▶ **The problem**:
Exact copies of the records below are required.

* * *

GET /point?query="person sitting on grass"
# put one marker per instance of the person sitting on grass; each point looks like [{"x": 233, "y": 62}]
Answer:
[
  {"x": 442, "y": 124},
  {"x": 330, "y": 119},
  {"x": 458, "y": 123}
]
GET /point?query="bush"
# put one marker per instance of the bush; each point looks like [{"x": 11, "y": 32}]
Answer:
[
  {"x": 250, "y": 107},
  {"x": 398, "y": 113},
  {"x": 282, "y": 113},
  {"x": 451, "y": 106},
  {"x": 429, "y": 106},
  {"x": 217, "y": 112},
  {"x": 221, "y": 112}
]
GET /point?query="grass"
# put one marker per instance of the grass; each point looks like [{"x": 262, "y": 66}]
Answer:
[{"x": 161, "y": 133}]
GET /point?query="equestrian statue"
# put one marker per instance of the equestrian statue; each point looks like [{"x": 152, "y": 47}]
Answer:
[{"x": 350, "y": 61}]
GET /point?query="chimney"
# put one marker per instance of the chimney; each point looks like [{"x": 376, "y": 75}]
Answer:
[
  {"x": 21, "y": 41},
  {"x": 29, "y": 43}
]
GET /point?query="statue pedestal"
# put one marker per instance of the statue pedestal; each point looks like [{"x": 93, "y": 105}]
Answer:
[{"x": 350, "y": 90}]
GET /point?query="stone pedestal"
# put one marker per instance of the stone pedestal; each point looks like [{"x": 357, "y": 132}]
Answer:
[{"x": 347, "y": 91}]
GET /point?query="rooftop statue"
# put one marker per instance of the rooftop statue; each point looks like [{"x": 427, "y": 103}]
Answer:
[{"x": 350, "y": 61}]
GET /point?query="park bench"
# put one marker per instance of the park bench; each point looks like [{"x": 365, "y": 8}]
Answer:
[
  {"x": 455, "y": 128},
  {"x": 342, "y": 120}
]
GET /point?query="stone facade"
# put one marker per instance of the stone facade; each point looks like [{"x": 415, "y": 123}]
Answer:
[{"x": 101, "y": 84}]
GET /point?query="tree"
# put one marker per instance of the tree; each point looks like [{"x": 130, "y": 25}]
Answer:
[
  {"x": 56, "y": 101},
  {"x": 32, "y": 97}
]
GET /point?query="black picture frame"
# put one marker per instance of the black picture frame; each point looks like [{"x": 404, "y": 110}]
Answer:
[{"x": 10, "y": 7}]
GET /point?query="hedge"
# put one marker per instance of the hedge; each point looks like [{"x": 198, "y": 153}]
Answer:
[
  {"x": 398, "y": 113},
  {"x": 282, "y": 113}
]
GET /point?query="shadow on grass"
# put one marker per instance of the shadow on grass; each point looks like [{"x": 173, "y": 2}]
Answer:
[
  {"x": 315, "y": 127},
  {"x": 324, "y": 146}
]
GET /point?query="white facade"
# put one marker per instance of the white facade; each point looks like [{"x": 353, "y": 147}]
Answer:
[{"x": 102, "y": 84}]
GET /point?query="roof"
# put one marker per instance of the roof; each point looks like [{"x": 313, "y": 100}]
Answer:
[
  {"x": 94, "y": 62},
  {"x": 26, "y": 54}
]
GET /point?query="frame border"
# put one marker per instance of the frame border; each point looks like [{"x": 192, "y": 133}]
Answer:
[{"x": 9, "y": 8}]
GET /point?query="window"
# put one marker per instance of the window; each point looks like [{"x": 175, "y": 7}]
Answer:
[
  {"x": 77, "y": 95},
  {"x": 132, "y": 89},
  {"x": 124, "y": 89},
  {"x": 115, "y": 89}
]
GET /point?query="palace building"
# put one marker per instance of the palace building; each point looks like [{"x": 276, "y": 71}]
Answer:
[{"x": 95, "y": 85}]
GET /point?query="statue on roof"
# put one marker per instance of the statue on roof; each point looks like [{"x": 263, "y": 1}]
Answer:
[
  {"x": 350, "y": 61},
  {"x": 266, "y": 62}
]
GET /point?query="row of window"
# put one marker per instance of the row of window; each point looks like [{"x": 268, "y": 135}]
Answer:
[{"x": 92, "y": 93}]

* * *

▶ **Your response**:
GET /point?query="person sitting on grass"
# put one marker per instance of the person sitting on grass; each point looks like [{"x": 233, "y": 62}]
Answer:
[
  {"x": 442, "y": 124},
  {"x": 330, "y": 119},
  {"x": 458, "y": 123}
]
GET /point?query="bush"
# put one marker per instance of the bush; each point looks like [{"x": 11, "y": 32}]
Answer:
[
  {"x": 250, "y": 107},
  {"x": 398, "y": 113},
  {"x": 282, "y": 113},
  {"x": 451, "y": 106},
  {"x": 429, "y": 106},
  {"x": 217, "y": 112},
  {"x": 221, "y": 112}
]
GET /point?query="grass"
# put one marker per instance of the grass; each point looks like [{"x": 262, "y": 66}]
Answer:
[{"x": 161, "y": 133}]
GET /point?query="equestrian statue"
# put one marker per instance of the equestrian statue; each point looks like [{"x": 152, "y": 47}]
Answer:
[{"x": 350, "y": 61}]
GET /point?query="chimney"
# put one marker per instance of the chimney; each point looks like [{"x": 376, "y": 75}]
Answer:
[
  {"x": 21, "y": 41},
  {"x": 29, "y": 43}
]
GET /point?query="statue pedestal"
# put one marker per instance of the statue pedestal; each point looks like [{"x": 93, "y": 105}]
Answer:
[{"x": 350, "y": 90}]
GET /point?query="stone pedestal"
# put one marker per instance of the stone pedestal; each point looks like [{"x": 357, "y": 132}]
Answer:
[{"x": 347, "y": 91}]
GET /point?query="rooftop statue"
# put one marker per instance of the rooftop statue; each point looks like [{"x": 427, "y": 103}]
Answer:
[{"x": 350, "y": 61}]
GET /point?query="park bench"
# put one marker per instance of the park bench; each point looks like [{"x": 365, "y": 8}]
Answer:
[
  {"x": 455, "y": 128},
  {"x": 342, "y": 120}
]
GET /point?query="stone facade"
# put one marker per instance of the stone facade; each point looks like [{"x": 415, "y": 123}]
Answer:
[{"x": 101, "y": 84}]
GET /point?query="tree"
# put one marker per instance of the tree; each point looks like [{"x": 130, "y": 25}]
Answer:
[
  {"x": 56, "y": 101},
  {"x": 32, "y": 97}
]
GET /point?query="black picture frame"
# put one marker per instance of the black picture frame; each point looks like [{"x": 404, "y": 110}]
Answer:
[{"x": 10, "y": 7}]
GET /point?query="hedge"
# put one marker per instance of the hedge; each point looks like [{"x": 198, "y": 153}]
Answer:
[
  {"x": 398, "y": 113},
  {"x": 282, "y": 113}
]
GET /point?query="shadow on grass"
# put one marker per instance of the shadow on grass; each point looks like [{"x": 173, "y": 2}]
Answer:
[
  {"x": 315, "y": 127},
  {"x": 324, "y": 146}
]
GET /point?query="white facade"
# put one marker per instance of the white facade; each point looks like [{"x": 353, "y": 147}]
Answer:
[{"x": 102, "y": 84}]
GET /point?query="roof"
# put one marker per instance of the roof; each point looks like [{"x": 313, "y": 100}]
Answer:
[
  {"x": 94, "y": 62},
  {"x": 26, "y": 54}
]
GET /point?query="frame border"
# put one marker per instance of the frame border; each point looks like [{"x": 192, "y": 133}]
Answer:
[{"x": 9, "y": 8}]
GET /point?query="window"
# put one marker per instance of the window; each point looks like [{"x": 175, "y": 7}]
Answer:
[
  {"x": 77, "y": 95},
  {"x": 132, "y": 89},
  {"x": 124, "y": 89},
  {"x": 115, "y": 89}
]
GET /point?query="palace building"
# put one marker per instance of the palace building; each point looks like [{"x": 276, "y": 71}]
Answer:
[{"x": 95, "y": 85}]
GET /point?query="statue on roof"
# put one marker per instance of the statue on roof; each point looks like [{"x": 263, "y": 1}]
Answer:
[
  {"x": 350, "y": 61},
  {"x": 266, "y": 62}
]
GET /point?query="row of window"
# put one marker per instance of the row of window; each point looks like [{"x": 268, "y": 135}]
Answer:
[{"x": 92, "y": 93}]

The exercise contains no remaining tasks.